* start *
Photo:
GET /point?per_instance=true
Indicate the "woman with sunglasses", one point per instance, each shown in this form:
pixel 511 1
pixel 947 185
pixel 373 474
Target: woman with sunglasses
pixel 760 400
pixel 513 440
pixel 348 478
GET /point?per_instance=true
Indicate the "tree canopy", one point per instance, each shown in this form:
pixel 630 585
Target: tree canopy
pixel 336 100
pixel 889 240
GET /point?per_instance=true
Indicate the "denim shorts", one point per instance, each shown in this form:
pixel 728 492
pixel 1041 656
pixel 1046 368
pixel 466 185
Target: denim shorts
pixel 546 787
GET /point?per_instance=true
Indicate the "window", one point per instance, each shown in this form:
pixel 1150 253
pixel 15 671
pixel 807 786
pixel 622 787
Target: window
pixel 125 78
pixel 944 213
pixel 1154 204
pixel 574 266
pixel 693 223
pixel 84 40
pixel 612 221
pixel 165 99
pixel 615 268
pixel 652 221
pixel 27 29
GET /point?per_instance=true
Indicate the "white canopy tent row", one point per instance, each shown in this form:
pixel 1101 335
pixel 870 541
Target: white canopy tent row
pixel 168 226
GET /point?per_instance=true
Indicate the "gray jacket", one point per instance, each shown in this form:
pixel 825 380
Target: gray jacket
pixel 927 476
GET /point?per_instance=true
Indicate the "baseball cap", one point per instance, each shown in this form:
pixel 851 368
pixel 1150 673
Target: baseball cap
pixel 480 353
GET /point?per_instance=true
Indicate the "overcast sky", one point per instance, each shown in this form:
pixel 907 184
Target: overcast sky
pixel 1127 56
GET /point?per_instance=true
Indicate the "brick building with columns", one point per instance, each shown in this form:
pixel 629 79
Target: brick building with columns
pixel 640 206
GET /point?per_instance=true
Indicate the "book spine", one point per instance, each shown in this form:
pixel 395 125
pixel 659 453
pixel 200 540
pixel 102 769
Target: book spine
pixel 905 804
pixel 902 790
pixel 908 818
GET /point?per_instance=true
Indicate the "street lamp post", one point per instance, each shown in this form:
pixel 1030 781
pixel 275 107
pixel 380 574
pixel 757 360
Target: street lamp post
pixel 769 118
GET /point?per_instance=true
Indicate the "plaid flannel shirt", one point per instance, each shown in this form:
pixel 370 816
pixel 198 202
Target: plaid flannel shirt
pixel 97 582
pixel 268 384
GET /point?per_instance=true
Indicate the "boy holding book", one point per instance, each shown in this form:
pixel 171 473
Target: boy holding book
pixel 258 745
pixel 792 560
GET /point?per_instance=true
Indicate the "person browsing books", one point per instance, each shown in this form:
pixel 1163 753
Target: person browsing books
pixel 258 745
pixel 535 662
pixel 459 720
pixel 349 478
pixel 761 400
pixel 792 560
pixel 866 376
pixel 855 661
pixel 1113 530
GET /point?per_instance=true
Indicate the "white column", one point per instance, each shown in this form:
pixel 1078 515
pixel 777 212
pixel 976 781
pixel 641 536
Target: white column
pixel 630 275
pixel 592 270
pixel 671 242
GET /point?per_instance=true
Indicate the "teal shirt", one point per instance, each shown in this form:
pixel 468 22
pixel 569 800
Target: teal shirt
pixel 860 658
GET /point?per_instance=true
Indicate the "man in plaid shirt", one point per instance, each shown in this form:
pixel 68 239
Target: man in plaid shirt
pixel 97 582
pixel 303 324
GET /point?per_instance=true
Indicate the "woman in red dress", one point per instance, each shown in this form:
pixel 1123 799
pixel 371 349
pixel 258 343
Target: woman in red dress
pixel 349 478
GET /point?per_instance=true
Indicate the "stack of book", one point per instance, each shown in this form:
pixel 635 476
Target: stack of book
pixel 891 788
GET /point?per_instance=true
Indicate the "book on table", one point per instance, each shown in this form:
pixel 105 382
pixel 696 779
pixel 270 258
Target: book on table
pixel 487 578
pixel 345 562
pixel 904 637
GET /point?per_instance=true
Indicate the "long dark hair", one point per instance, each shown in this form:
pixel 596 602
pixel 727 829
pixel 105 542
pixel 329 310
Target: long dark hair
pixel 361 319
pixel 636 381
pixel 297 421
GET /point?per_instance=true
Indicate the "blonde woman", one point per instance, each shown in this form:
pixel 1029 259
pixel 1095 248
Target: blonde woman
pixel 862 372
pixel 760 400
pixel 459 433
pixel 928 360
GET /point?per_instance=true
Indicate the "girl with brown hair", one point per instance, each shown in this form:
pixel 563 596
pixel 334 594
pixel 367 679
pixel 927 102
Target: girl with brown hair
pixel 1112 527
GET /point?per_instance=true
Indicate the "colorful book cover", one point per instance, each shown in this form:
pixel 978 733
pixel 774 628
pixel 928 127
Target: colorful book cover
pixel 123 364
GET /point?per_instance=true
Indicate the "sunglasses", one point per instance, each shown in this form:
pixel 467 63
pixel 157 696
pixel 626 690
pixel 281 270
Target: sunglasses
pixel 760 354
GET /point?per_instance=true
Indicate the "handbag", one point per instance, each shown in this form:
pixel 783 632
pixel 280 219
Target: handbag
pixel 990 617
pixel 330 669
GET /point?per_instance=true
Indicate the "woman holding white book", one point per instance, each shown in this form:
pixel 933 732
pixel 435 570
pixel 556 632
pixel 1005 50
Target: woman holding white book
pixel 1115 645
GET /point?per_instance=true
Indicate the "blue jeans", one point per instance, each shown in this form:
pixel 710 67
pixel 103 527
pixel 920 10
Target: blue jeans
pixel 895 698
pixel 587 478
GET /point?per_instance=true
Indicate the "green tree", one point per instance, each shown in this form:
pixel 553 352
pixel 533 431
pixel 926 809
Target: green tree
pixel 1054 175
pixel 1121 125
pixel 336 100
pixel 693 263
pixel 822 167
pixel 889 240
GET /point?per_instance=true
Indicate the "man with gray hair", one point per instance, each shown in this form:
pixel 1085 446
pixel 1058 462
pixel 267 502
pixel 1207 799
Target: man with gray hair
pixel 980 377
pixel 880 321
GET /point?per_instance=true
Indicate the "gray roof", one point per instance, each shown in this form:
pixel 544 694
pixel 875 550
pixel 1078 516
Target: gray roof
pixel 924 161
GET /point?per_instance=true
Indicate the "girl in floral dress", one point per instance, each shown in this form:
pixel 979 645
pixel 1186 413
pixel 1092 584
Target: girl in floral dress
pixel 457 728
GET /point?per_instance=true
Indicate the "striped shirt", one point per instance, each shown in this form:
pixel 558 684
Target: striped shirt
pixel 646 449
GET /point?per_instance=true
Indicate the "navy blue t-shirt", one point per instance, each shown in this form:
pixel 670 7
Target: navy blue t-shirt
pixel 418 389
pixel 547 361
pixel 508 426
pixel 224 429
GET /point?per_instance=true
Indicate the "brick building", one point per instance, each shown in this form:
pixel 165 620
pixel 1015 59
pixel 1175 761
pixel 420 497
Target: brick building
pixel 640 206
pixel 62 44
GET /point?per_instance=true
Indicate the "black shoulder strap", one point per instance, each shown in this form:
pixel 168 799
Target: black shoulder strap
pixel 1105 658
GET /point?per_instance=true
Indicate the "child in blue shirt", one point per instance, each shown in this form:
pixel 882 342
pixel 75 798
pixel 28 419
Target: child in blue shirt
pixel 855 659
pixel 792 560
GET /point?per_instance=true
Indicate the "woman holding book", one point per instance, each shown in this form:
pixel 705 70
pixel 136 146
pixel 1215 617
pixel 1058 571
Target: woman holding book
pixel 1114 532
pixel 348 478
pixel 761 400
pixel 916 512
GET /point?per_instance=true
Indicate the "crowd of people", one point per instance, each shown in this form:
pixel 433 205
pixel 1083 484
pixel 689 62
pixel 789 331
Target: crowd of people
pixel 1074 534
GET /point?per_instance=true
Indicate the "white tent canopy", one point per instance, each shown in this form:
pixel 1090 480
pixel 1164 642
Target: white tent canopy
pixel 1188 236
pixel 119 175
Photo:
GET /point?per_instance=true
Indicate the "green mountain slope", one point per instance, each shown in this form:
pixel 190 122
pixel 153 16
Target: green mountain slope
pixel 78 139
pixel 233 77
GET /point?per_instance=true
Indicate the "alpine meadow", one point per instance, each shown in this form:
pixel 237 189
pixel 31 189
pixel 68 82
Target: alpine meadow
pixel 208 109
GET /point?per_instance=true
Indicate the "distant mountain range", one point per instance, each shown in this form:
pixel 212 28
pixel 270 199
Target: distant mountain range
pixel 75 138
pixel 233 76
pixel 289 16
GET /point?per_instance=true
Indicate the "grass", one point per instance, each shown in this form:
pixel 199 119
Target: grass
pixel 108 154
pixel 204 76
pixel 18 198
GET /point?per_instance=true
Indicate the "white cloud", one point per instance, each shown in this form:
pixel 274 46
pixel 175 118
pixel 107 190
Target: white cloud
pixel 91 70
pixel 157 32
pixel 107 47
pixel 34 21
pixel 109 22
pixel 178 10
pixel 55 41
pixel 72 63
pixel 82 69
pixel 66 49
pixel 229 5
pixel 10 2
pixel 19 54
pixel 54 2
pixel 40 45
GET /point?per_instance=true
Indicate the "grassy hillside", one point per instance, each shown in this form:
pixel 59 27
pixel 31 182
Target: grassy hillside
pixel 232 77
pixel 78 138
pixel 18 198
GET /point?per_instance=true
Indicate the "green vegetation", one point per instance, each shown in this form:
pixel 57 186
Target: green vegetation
* end *
(Task objective) Gather every line of the data above that contains the word "vegetation". Case matters.

(Expected answer)
Indicate the "green vegetation", one point per instance, each shown in this form:
Target: green vegetation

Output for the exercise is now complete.